(Coordinate annotation records)
________

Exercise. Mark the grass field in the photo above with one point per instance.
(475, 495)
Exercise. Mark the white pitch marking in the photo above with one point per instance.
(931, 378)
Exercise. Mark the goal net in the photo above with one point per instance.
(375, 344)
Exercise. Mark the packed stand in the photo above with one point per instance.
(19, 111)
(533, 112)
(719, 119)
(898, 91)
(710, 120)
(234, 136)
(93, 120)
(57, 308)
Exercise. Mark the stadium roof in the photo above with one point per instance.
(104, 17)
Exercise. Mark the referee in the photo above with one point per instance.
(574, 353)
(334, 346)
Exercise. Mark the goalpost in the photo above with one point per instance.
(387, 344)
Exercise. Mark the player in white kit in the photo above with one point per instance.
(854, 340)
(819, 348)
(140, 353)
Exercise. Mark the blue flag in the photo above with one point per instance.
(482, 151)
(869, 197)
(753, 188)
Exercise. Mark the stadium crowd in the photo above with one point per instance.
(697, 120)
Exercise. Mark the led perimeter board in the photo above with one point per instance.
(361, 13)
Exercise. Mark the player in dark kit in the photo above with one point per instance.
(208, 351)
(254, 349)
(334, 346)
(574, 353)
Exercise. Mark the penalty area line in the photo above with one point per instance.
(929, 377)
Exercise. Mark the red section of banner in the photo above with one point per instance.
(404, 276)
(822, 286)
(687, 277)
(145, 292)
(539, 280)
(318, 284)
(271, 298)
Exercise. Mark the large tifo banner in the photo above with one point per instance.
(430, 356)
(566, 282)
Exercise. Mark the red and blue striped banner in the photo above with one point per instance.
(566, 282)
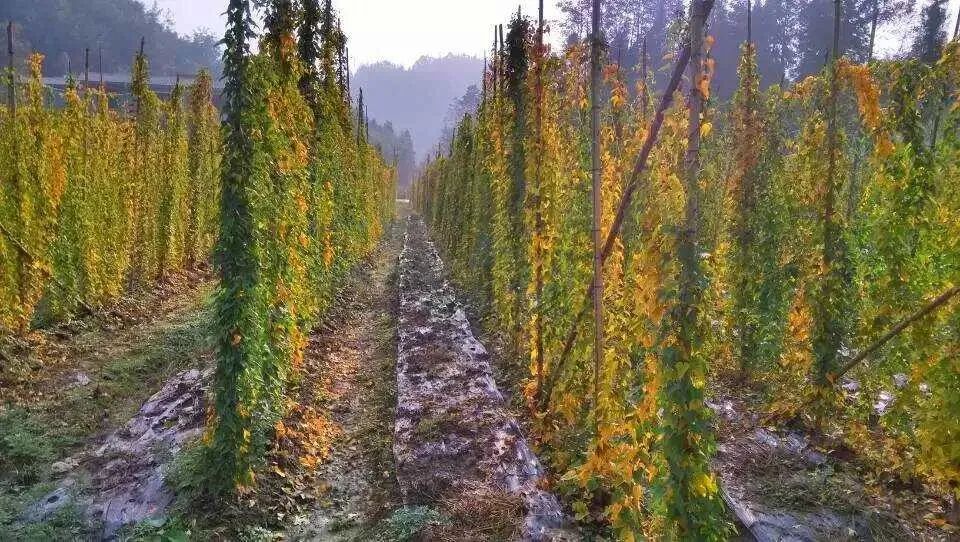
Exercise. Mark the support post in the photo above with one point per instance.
(597, 200)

________

#### Task
Give the records above as a JSON list of strings, with one string per line and no blank lines. Leave the pictures out.

#### Exercise output
[
  "Exercise. Mark the grass field in the photo above with one point per instance.",
  "(475, 495)",
  "Exercise. Mark the white pitch marking in the photo above with one point per instance.",
  "(931, 378)",
  "Exercise. Mark the goal net in the photo above with one point per instance.",
  "(375, 344)",
  "Exercise. Mark the packed stand in the photo above with one point per instance.",
  "(19, 111)",
  "(533, 112)",
  "(719, 119)",
  "(898, 91)",
  "(710, 120)",
  "(234, 136)",
  "(93, 120)",
  "(57, 308)",
  "Exercise. Mark the stadium roof in the photo above with one point per instance.",
  "(104, 17)",
  "Exercise. Mark the referee in the photo above with one point per instance.",
  "(574, 353)",
  "(334, 346)",
  "Exercise. Mark the goalpost in the photo above with one point per instance.",
  "(387, 344)",
  "Exercise. Mark the player in white kit in the photo above with one point per instance.",
  "(854, 340)",
  "(819, 348)",
  "(140, 353)",
  "Exercise. Mark the blue flag in the photo above with one point per instance.",
  "(482, 151)",
  "(869, 197)",
  "(753, 188)",
  "Exercise. Mark the stadium crowd in the photo above with one point per instance.",
  "(697, 120)",
  "Exercise. Mark the led perimeter board in the photo above with one point per instance.",
  "(361, 13)",
  "Exercise. Mark the player in dark kit in the photo above with one point per instance.",
  "(208, 351)",
  "(254, 349)",
  "(334, 346)",
  "(574, 353)",
  "Exercise. Mark the penalty area line in the photo above with one point per instance.",
  "(929, 377)",
  "Exercise. Mark the red section of banner in the photo above with one point per instance.",
  "(404, 276)",
  "(822, 286)",
  "(687, 277)",
  "(145, 292)",
  "(539, 280)",
  "(318, 284)",
  "(271, 298)",
  "Exercise. Mark the large tifo banner in the photo above with one point per instance.",
  "(430, 356)",
  "(566, 282)",
  "Exercise. Mark the red and blue striped banner in the photo above with one point per instance.",
  "(566, 282)",
  "Exercise. Mark the support post in the photo above with one point per instance.",
  "(597, 200)"
]